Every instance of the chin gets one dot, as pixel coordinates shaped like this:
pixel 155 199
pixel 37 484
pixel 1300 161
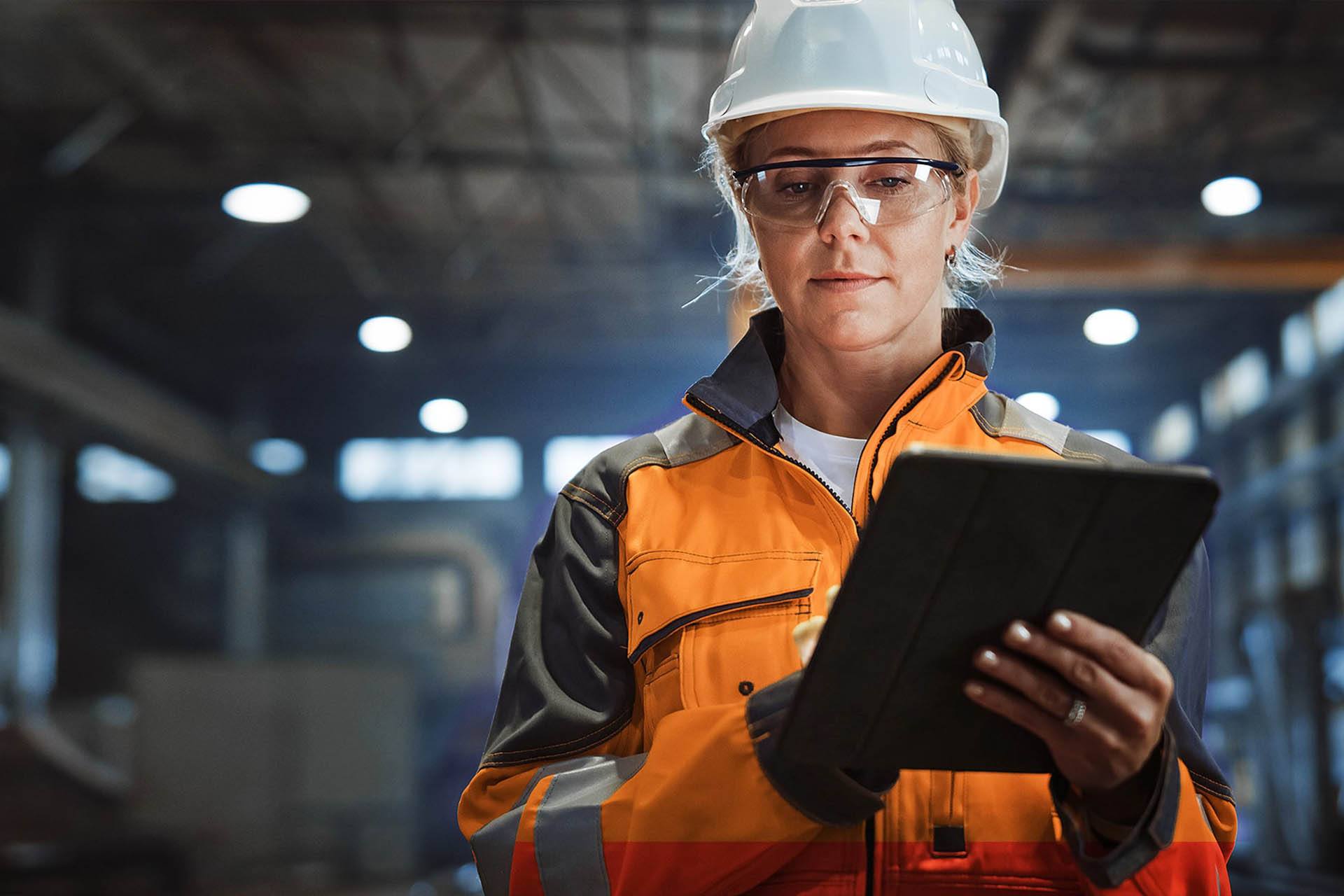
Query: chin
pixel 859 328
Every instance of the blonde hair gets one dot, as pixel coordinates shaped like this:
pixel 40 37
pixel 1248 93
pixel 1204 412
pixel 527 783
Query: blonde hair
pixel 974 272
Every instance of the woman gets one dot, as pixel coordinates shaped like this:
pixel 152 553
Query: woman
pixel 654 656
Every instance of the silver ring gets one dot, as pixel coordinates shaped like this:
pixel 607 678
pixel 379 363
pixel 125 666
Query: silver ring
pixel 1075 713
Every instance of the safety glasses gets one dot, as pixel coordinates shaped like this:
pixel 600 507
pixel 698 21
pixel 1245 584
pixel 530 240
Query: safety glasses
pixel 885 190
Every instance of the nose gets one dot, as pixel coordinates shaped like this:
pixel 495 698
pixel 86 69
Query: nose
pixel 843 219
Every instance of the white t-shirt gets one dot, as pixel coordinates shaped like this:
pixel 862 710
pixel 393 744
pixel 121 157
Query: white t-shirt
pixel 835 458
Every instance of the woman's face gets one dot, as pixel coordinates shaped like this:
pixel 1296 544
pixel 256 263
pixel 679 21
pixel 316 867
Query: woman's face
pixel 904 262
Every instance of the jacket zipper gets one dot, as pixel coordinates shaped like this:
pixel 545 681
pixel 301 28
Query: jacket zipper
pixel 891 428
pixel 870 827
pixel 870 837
■ ■ ■
EXERCISE DETAILS ::
The output should be exactly the lines above from the line containing "pixel 40 37" to the line containing "pixel 121 157", inclusive, with no other lines.

ANSWER FOR THE TASK ::
pixel 40 37
pixel 1248 93
pixel 1204 412
pixel 527 783
Query: blonde hair
pixel 974 272
Every instance of the woman gets one dot, as pixel coordinates shaped like this:
pixel 152 553
Query: woman
pixel 654 656
Every instance of the silver ring gets one dot, as pixel coordinates shaped like this:
pixel 607 678
pixel 379 363
pixel 125 666
Query: silver ring
pixel 1075 713
Every instance of the safety glasses gets one dot, as pixel coordinates shaped like this:
pixel 600 507
pixel 698 21
pixel 1245 584
pixel 530 240
Query: safety glasses
pixel 885 190
Every instance of the nose gets one dot, as pixel coordinates shaped like this:
pixel 495 698
pixel 86 69
Query: nose
pixel 843 219
Every instance of the white t-shirt gets one dot, as pixel coordinates shaped like this:
pixel 862 710
pixel 393 744
pixel 121 157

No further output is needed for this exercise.